▶ [Source extract]:
Metadata-Version: 2.4
Name: dinotool
Version: 0.3.0
Summary: Command-line tool for extracting DINO, CLIP and SigLIP features from images and videos
Project-URL: Homepage, https://github.com/mikkoim/dinotool
Project-URL: Issues, https://github.com/mikkoim/dinotool/issues
Author-email: Mikko Impiö <mikko.impio@gmail.com>
License: Apache License (2.0)
License-File: LICENSE
Keywords: computer vision,deep learning,dino,feature extraction,image processing,machine learning,video processing
Classifier: License :: OSI Approved :: Apache Software License
Classifier: Operating System :: OS Independent
Classifier: Programming Language :: Python :: 3.11
Classifier: Programming Language :: Python :: 3.12
Classifier: Programming Language :: Python :: 3.13
Requires-Python: >=3.11
Requires-Dist: accelerate>=1.10.0
Requires-Dist: einops>=0.8.1
Requires-Dist: h5py>=3.13.0
Requires-Dist: numpy>=2.0.0
Requires-Dist: open-clip-torch>=2.32.0
Requires-Dist: opencv-python>=4.11.0.86
Requires-Dist: pillow>=11.1.0
Requires-Dist: pyarrow>=19.0.1
Requires-Dist: scikit-learn>=1.6.1
Requires-Dist: torch>=2.6.0
Requires-Dist: torchvision>=0.21.0
Requires-Dist: tqdm>=4.67.1
Requires-Dist: transformers>=4.56.2
Requires-Dist: xarray>=2025.3.1
Requires-Dist: xformers>=0.0.29.post3; sys_platform == 'linux'
Requires-Dist: zarr>=3.0.6
Description-Content-Type: text/markdown

![PyPI](https://img.shields.io/pypi/v/dinotool)

▶ [Information supplied]:

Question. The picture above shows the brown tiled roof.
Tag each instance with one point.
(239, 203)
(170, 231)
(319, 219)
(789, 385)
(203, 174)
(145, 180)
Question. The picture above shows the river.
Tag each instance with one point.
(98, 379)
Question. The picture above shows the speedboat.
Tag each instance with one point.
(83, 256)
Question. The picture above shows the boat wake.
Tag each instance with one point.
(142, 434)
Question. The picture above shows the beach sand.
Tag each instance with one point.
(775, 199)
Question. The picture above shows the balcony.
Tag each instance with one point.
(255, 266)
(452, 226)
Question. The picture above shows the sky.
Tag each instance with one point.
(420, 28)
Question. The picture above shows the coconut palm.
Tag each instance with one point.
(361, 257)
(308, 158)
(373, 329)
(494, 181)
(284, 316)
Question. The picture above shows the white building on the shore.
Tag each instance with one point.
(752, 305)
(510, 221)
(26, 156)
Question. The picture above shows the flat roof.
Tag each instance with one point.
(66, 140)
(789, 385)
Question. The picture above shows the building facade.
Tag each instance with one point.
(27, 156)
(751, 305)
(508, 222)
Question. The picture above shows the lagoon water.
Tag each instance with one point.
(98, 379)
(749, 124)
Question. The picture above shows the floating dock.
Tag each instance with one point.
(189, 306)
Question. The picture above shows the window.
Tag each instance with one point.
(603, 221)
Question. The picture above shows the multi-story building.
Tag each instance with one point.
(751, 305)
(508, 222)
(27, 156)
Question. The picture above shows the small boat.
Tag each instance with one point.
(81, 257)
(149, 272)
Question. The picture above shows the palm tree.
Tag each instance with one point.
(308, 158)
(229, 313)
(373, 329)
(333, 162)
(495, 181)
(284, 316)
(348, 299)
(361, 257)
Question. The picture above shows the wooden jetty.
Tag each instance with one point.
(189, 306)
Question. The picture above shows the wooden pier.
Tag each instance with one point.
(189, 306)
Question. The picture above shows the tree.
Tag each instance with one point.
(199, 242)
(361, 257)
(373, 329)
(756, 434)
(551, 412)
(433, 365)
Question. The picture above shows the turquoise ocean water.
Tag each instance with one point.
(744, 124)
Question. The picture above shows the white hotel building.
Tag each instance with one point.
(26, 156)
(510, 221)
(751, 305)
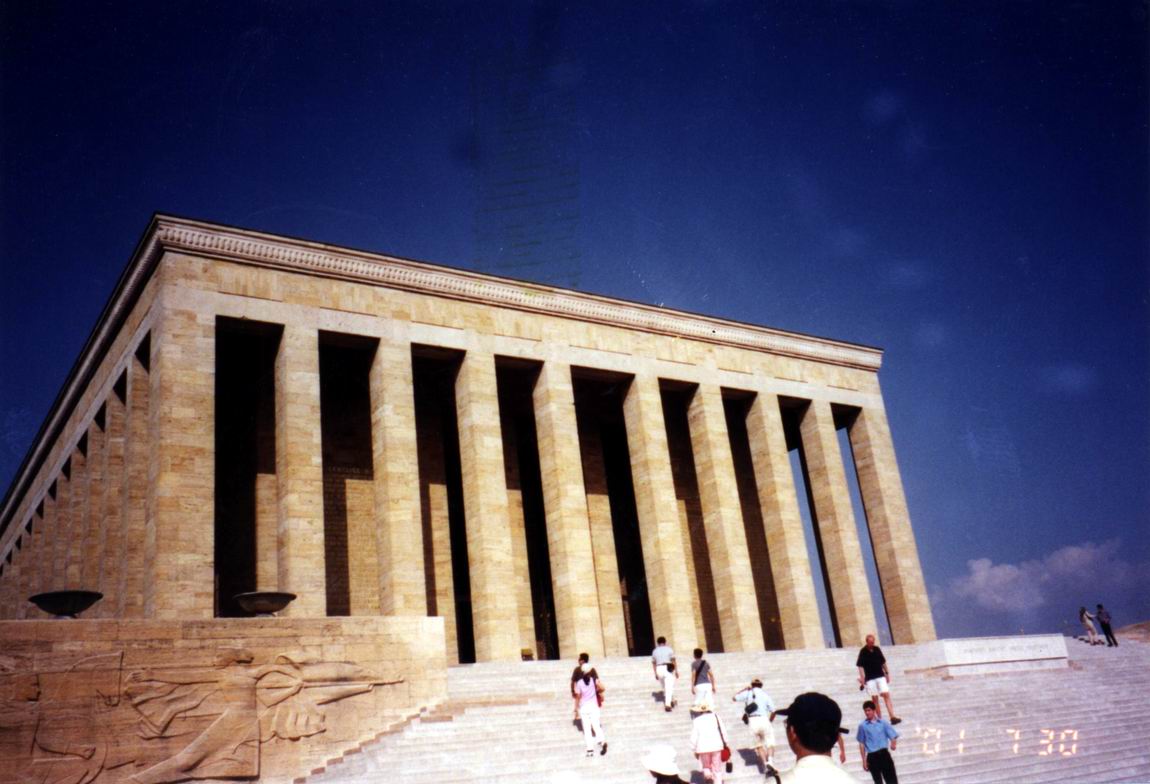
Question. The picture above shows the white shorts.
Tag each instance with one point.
(761, 729)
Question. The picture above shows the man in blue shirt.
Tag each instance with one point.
(874, 736)
(758, 715)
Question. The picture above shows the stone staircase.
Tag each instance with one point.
(512, 722)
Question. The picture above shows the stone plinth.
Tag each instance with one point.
(154, 701)
(979, 655)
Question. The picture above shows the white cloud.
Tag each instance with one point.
(882, 107)
(1070, 379)
(1082, 570)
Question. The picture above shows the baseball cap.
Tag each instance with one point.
(815, 719)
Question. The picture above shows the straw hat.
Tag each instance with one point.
(660, 760)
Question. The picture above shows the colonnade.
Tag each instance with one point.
(131, 512)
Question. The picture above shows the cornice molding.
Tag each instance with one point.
(424, 278)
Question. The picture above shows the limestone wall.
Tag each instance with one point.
(153, 701)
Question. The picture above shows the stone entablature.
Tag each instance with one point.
(167, 233)
(538, 406)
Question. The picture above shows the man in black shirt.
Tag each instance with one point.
(875, 677)
(1103, 616)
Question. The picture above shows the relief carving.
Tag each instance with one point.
(190, 723)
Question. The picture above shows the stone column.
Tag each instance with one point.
(299, 473)
(62, 536)
(10, 581)
(798, 606)
(730, 563)
(603, 542)
(895, 552)
(516, 519)
(435, 516)
(31, 559)
(495, 608)
(399, 531)
(573, 578)
(837, 530)
(179, 539)
(135, 497)
(77, 535)
(267, 536)
(113, 562)
(659, 527)
(41, 576)
(93, 538)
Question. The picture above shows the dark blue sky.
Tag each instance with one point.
(964, 184)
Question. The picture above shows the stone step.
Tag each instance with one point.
(542, 756)
(511, 722)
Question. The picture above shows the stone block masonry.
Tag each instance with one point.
(545, 470)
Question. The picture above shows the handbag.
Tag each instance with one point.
(725, 754)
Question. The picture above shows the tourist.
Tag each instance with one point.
(708, 738)
(703, 678)
(812, 730)
(587, 691)
(662, 662)
(875, 677)
(876, 739)
(1087, 620)
(758, 713)
(660, 762)
(1103, 616)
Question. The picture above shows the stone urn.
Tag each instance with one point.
(66, 604)
(263, 604)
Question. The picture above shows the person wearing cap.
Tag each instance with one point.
(1104, 620)
(707, 739)
(759, 713)
(876, 739)
(703, 678)
(875, 677)
(812, 730)
(585, 690)
(660, 762)
(662, 662)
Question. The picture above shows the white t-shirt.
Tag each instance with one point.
(817, 769)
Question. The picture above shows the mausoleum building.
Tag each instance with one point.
(547, 470)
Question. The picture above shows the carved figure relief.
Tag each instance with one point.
(191, 723)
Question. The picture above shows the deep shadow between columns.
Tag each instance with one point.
(434, 373)
(792, 410)
(515, 379)
(676, 399)
(349, 522)
(244, 448)
(736, 405)
(607, 470)
(845, 416)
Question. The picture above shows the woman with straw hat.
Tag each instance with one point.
(708, 739)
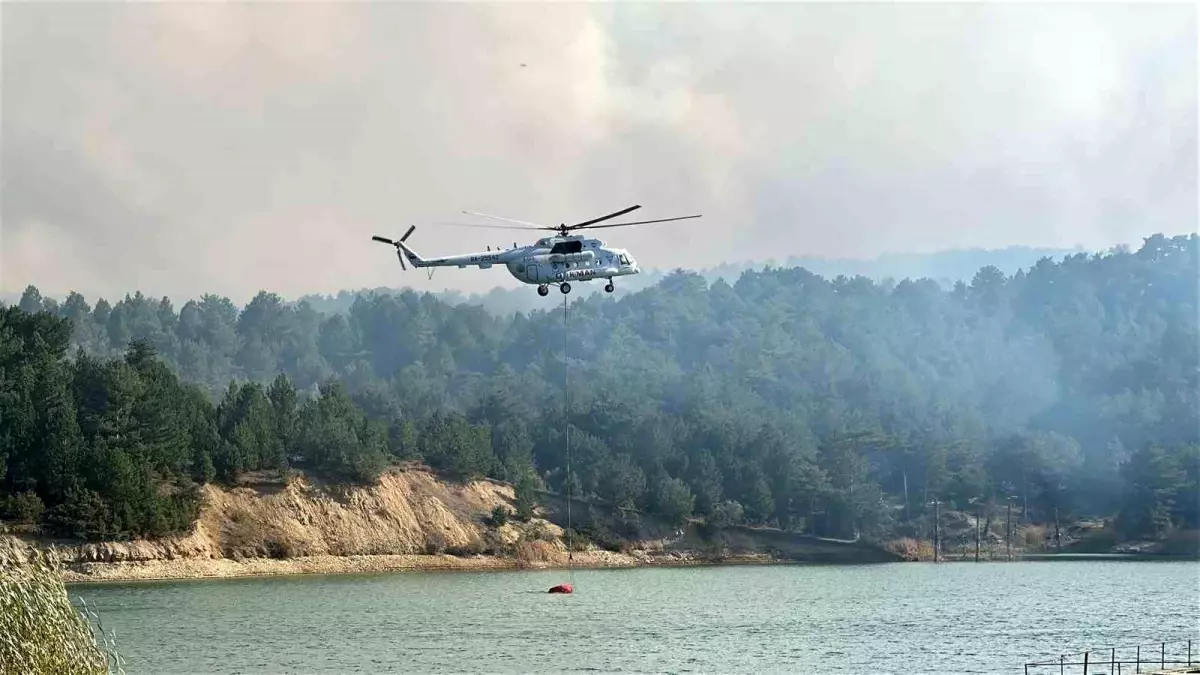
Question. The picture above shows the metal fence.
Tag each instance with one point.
(1151, 657)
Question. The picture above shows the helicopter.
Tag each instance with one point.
(556, 260)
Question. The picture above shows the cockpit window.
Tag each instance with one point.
(574, 246)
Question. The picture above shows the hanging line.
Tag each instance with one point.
(567, 431)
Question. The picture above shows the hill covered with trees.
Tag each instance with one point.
(835, 406)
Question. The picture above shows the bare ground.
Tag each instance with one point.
(408, 520)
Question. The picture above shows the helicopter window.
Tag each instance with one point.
(574, 246)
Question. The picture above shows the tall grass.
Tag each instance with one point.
(40, 629)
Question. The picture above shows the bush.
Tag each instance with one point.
(40, 631)
(575, 541)
(499, 517)
(23, 507)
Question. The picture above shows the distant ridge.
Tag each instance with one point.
(943, 267)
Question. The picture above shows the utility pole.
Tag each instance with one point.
(1057, 537)
(977, 537)
(937, 529)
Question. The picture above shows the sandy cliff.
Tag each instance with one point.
(409, 519)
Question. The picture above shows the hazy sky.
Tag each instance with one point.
(187, 148)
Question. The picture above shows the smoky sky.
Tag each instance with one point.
(190, 148)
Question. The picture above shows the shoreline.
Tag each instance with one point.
(185, 569)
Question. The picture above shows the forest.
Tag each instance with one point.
(841, 407)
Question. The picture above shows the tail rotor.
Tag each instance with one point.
(400, 256)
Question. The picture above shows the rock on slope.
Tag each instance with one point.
(407, 512)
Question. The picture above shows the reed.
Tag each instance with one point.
(40, 629)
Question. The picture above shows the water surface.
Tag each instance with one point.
(904, 617)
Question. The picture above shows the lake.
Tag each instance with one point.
(899, 617)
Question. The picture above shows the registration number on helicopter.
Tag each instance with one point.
(576, 274)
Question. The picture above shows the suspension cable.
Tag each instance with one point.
(567, 431)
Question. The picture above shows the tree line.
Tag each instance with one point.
(834, 406)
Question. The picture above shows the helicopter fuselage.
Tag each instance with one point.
(550, 261)
(557, 260)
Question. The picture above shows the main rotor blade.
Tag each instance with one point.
(641, 222)
(621, 213)
(505, 219)
(490, 226)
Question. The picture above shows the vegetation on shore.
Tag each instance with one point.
(40, 629)
(833, 407)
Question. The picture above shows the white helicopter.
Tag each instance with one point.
(558, 260)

▶ [Problems to solve]:
A. Revise the stretch of the dinotool package metadata from "Metadata-Version: 2.4" through "Apache License (2.0)", substituting "0.3.1" for "0.3.0".
B. According to the dinotool package metadata, what minimum Python version does the package require?

▶ [Responses by task]:
A.
Metadata-Version: 2.4
Name: dinotool
Version: 0.3.1
Summary: Command-line tool for extracting DINO, CLIP and SigLIP features from images and videos
Project-URL: Homepage, https://github.com/mikkoim/dinotool
Project-URL: Issues, https://github.com/mikkoim/dinotool/issues
Author-email: Mikko Impiö <mikko.impio@gmail.com>
License: Apache License (2.0)

B. Python 3.11 or later (>=3.11).